■ Written exercise ■
Recast every line of the items below as a JSON list of strings, one string per line, skipping blank lines and omitting the pictures.

■ Items ■
Start

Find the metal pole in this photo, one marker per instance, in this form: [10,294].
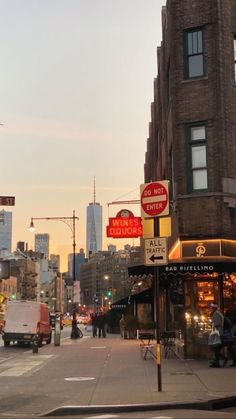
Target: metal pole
[157,294]
[74,320]
[74,246]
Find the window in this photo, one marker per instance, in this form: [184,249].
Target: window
[198,157]
[193,54]
[235,58]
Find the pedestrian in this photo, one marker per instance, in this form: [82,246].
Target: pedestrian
[217,319]
[101,325]
[228,339]
[122,326]
[94,324]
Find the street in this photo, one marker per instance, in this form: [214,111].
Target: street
[102,378]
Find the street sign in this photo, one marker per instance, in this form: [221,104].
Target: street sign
[7,200]
[154,199]
[156,251]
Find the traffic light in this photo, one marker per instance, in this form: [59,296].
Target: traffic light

End

■ Exercise response ■
[
  "Find the metal pole in this photo, one marker per instance, in this form: [10,294].",
  "Target: metal pole",
  "[157,294]",
  "[74,320]",
  "[74,246]",
  "Find the window in this photo, one marker per instance, in this form: [184,249].",
  "Target: window",
  "[198,157]",
  "[193,54]",
  "[235,58]",
  "Find the pedestrian in this photo, one marker per instance, in this form: [82,246].",
  "Target: pedestrian",
  "[217,319]",
  "[101,325]",
  "[228,339]",
  "[122,326]",
  "[94,324]",
  "Find the street in this photo, one marker per instance, in this form: [214,111].",
  "Target: street",
  "[102,378]",
  "Find the street sign in this photo, one marker per instance, in this form: [221,104].",
  "Target: street sign",
  "[7,200]",
  "[154,199]",
  "[156,251]",
  "Find the traffic light in this photo, one marker per instance, in this form: [59,296].",
  "Target: traffic light"
]